Segment Start: Data section

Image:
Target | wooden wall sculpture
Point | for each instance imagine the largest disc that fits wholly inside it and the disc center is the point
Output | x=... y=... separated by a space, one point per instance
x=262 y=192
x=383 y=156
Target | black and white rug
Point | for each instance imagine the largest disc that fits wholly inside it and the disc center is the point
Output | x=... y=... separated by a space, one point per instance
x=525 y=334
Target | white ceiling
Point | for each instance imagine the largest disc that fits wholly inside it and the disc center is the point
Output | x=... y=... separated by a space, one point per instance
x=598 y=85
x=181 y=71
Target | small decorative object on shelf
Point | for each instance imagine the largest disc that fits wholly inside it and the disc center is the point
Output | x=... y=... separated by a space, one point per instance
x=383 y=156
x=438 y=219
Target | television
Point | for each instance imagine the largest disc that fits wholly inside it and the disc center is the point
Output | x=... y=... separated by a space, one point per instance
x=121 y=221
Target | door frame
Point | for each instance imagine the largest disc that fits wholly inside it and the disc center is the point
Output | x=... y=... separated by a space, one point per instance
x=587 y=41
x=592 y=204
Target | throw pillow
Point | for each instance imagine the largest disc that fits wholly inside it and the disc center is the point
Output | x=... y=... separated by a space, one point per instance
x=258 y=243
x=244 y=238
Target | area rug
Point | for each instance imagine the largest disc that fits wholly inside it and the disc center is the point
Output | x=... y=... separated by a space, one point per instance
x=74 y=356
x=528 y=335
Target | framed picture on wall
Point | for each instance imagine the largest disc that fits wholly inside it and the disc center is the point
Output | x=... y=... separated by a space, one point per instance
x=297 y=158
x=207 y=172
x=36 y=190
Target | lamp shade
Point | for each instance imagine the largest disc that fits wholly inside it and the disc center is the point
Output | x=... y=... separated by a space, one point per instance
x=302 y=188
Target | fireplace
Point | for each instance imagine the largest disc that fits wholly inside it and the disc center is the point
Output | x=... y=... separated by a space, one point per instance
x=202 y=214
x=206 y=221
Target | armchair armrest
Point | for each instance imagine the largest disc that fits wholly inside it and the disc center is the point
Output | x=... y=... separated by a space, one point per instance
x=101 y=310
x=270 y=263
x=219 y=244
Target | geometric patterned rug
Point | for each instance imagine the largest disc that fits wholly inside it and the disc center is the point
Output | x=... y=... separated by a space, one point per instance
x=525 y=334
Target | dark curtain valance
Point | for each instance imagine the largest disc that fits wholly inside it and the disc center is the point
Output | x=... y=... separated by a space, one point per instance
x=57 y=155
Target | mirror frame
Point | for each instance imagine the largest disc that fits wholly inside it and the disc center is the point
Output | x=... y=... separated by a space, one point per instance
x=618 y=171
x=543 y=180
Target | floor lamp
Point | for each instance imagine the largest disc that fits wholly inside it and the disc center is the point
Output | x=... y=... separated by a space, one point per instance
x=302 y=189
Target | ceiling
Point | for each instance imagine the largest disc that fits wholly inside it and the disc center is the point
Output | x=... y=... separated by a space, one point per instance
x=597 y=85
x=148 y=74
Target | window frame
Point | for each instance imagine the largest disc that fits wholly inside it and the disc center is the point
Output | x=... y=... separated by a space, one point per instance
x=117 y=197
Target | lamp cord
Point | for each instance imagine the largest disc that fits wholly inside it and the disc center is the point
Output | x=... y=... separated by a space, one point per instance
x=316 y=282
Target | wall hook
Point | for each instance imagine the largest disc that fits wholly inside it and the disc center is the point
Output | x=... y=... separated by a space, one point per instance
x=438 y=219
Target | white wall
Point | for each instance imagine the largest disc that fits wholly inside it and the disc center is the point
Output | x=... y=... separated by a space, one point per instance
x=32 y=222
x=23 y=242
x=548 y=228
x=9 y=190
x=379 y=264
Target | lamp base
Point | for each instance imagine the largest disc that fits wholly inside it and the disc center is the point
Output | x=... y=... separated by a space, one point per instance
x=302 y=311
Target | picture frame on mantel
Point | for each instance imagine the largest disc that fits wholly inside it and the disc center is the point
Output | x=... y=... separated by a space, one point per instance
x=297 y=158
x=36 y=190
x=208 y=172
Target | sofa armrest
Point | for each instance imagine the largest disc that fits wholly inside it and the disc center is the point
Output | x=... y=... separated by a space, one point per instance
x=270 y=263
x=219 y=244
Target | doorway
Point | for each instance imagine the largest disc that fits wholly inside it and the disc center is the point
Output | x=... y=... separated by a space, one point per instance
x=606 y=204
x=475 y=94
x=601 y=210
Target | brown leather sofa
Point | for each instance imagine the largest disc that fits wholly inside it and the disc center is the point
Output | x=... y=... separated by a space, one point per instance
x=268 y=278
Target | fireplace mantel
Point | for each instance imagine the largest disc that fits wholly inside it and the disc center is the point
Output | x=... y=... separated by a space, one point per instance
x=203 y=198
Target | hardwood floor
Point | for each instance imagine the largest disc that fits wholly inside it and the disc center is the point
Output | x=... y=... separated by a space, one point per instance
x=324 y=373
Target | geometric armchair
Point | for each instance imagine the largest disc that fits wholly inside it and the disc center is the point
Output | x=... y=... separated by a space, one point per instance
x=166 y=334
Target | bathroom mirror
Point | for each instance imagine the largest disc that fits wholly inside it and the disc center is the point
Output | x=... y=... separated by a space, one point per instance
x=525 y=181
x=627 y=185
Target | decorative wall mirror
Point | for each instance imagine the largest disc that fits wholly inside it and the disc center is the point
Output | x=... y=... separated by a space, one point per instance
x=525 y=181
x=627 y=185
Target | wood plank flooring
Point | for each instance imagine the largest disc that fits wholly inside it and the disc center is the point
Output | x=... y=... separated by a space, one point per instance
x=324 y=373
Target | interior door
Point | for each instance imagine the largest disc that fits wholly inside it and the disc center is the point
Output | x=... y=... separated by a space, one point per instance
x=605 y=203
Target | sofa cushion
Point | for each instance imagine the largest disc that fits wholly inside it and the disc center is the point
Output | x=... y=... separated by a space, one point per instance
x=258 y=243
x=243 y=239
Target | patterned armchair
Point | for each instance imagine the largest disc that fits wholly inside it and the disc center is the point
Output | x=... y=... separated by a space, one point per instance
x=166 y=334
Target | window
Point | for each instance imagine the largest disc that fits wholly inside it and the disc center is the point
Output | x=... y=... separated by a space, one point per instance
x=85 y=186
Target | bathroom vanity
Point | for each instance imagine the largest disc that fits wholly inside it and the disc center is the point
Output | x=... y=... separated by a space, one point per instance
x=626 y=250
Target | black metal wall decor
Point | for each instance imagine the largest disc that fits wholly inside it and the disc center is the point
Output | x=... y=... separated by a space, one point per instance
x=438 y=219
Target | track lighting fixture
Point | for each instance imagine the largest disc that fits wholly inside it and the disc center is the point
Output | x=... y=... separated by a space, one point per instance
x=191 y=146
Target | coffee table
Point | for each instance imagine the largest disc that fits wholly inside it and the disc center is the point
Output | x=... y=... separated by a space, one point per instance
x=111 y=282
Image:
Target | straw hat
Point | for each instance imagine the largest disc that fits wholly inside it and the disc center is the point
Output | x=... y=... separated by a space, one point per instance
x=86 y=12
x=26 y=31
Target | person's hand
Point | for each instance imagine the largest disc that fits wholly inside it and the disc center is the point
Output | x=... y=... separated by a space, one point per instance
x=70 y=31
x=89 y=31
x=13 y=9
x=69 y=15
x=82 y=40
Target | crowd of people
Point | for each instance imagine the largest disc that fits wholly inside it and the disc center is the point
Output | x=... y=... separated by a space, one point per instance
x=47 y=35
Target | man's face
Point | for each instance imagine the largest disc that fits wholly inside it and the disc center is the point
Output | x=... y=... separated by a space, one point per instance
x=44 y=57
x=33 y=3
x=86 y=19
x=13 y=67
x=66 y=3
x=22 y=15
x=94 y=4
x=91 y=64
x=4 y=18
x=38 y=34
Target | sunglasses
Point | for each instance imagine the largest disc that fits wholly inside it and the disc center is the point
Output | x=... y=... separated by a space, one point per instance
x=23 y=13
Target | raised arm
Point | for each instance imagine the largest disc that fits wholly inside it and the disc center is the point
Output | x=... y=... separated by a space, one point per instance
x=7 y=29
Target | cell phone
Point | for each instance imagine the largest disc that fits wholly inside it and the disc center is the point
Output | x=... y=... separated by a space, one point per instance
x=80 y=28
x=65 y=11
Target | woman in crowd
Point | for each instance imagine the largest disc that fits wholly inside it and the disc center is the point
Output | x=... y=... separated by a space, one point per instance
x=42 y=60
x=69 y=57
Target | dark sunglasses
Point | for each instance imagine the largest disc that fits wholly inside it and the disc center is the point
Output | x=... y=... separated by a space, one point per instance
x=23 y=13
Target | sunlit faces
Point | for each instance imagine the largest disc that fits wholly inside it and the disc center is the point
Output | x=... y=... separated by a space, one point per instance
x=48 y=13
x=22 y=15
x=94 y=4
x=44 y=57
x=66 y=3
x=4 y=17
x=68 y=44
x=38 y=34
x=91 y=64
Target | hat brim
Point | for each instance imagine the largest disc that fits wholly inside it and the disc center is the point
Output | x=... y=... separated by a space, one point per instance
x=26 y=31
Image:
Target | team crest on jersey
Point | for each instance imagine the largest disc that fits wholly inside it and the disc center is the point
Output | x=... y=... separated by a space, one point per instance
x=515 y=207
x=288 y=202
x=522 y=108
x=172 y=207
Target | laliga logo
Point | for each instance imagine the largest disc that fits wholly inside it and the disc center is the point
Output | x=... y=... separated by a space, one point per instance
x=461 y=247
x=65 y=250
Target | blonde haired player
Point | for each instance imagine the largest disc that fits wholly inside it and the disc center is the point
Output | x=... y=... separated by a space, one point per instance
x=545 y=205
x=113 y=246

Segment End: Data section

Your answer should consist of copies of the lines above that include the string "ceiling".

Target | white ceiling
Target | ceiling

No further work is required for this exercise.